** START OF INPUT MATERIAL **

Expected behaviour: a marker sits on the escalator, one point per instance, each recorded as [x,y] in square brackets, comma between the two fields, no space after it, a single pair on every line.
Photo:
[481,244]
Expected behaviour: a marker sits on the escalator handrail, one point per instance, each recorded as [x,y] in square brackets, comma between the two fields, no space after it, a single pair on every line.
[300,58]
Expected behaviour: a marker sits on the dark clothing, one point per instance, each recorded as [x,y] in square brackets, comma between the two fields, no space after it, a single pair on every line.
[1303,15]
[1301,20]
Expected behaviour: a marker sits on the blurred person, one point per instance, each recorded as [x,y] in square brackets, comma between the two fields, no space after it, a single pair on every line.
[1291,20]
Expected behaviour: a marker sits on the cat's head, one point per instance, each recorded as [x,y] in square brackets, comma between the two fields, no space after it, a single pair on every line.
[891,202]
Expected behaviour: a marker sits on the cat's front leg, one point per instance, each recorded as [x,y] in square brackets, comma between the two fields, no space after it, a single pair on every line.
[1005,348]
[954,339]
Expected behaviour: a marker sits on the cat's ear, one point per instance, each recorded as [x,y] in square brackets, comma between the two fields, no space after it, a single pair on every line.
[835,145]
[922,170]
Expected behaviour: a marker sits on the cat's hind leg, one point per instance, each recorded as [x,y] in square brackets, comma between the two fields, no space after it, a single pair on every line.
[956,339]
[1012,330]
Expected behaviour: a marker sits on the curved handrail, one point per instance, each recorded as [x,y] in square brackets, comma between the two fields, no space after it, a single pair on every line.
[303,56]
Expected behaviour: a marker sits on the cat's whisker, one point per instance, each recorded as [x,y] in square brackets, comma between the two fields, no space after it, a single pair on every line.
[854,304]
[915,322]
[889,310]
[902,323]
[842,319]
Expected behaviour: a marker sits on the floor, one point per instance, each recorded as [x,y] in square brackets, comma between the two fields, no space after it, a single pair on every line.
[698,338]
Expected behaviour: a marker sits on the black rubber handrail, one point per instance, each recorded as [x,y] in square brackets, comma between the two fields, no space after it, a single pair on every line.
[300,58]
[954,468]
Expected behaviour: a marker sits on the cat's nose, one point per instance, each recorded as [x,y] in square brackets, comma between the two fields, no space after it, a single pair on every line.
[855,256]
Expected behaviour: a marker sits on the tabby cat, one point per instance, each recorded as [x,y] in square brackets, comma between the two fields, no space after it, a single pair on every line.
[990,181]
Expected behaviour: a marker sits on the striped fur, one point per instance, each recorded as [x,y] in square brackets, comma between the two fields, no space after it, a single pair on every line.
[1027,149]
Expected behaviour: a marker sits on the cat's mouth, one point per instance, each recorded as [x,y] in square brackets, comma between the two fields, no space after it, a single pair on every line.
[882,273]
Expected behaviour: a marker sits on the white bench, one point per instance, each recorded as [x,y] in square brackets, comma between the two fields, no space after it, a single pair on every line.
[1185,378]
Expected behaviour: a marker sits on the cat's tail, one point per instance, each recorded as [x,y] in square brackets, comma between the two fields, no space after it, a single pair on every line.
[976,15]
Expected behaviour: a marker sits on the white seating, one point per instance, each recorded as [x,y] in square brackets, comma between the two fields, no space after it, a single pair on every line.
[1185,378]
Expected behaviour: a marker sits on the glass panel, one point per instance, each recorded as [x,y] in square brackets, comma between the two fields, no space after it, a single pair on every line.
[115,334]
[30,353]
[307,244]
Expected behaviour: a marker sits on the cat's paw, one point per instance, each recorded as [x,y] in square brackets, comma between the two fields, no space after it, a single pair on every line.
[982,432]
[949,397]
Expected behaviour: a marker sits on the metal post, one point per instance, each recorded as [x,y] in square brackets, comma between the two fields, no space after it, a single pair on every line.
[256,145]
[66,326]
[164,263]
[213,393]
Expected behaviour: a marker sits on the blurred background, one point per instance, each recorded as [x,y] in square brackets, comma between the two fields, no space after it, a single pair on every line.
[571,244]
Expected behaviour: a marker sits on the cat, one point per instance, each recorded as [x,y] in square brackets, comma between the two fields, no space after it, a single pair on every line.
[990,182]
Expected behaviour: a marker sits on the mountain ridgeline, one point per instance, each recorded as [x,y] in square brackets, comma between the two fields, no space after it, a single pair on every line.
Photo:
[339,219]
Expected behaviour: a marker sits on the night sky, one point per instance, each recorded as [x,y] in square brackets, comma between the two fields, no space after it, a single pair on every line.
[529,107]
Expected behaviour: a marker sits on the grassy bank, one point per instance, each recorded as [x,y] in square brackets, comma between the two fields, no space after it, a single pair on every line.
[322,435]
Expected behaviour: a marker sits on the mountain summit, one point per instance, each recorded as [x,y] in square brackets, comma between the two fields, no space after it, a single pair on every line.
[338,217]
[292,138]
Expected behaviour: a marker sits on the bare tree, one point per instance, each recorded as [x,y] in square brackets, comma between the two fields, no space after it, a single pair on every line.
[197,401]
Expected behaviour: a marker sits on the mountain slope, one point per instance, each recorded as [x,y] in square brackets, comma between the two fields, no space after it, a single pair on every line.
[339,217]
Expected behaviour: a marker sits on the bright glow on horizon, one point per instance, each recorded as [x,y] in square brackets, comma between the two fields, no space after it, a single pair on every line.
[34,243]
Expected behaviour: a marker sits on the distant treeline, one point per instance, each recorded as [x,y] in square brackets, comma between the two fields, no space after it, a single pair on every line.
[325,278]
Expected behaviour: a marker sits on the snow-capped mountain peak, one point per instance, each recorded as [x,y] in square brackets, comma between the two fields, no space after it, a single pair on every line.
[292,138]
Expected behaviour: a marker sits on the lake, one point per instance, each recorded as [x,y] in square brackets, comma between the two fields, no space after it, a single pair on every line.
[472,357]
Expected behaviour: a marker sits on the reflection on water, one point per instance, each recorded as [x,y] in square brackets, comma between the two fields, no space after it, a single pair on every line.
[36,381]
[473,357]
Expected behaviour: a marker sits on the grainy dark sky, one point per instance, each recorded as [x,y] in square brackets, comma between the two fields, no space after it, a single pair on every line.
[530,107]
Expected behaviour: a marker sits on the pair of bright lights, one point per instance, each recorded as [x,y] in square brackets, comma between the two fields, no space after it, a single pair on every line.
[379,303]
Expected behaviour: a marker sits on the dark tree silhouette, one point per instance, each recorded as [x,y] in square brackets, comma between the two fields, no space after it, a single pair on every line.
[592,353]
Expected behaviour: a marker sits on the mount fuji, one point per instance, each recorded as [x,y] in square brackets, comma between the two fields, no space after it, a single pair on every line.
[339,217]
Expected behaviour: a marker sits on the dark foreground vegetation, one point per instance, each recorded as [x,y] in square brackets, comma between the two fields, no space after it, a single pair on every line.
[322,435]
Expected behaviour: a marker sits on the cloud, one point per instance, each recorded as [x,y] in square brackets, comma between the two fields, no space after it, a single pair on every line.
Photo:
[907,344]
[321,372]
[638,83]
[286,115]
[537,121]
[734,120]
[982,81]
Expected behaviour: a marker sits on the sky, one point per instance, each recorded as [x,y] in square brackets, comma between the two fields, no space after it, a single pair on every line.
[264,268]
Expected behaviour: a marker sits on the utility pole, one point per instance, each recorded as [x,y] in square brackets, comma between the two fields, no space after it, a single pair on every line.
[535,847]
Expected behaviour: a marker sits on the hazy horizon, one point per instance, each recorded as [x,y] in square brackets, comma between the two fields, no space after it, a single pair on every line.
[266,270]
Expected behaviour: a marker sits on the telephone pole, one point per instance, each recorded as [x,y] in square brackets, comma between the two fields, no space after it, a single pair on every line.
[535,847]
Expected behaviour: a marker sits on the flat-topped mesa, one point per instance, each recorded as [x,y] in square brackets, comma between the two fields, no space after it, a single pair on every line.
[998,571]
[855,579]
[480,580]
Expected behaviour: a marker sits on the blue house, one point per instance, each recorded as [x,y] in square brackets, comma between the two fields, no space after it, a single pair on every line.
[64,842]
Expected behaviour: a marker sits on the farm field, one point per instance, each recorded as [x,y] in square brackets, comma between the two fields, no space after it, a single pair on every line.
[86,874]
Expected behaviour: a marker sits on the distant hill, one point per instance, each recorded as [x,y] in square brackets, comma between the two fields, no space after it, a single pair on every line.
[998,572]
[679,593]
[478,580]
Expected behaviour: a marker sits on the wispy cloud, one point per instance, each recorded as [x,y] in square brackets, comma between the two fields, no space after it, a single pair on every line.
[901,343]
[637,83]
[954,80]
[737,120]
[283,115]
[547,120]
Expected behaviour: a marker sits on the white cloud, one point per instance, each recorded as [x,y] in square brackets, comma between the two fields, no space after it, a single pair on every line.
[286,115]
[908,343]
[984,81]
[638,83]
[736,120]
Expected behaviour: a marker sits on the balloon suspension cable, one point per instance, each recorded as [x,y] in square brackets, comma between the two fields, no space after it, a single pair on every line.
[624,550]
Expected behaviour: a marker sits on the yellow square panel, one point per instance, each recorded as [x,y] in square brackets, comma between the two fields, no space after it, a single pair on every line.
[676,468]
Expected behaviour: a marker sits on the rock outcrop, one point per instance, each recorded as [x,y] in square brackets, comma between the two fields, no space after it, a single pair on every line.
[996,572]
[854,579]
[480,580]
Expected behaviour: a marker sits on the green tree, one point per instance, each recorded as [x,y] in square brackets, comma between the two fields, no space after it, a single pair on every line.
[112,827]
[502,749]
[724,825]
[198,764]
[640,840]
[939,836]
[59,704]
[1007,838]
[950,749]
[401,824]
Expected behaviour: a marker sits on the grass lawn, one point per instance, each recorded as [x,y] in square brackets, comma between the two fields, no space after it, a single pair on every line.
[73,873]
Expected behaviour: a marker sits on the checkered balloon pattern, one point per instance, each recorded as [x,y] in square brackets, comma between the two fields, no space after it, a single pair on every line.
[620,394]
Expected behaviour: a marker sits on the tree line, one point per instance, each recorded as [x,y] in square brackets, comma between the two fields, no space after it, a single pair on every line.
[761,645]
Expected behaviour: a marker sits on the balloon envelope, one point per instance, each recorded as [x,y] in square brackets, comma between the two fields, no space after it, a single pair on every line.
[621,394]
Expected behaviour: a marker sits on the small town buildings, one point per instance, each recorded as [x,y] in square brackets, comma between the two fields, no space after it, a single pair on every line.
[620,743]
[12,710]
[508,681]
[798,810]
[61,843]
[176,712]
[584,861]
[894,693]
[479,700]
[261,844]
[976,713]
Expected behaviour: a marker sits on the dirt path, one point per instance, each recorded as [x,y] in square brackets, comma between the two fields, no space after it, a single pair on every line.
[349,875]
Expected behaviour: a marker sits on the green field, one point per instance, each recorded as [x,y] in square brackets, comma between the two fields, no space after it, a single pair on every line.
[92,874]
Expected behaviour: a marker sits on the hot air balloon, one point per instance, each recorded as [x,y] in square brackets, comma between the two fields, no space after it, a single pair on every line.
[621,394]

** END OF INPUT MATERIAL **

WHAT YOU HAVE TO DO: Give back the lines of the listing from the one with "Expected behaviour: a marker sits on the dirt" through the end, both included, exactly as written and with nothing added.

WRITTEN ANSWER:
Expected behaviour: a marker sits on the dirt path, one point per instance, each recorded as [x,y] in square brackets, comma between the two fields, no space after it, a single pair on every line.
[349,875]
Expected behaviour: a marker sits on the green field, one point per instance, each recorded as [x,y] in square brackets, comma between the two fields, no space after it, a single pair on every line.
[92,874]
Expected behaviour: a marker sits on the hot air balloon, one point per instance, each recorded as [x,y] in square brackets, comma between the two fields, no space after it, a single pair on every line.
[621,394]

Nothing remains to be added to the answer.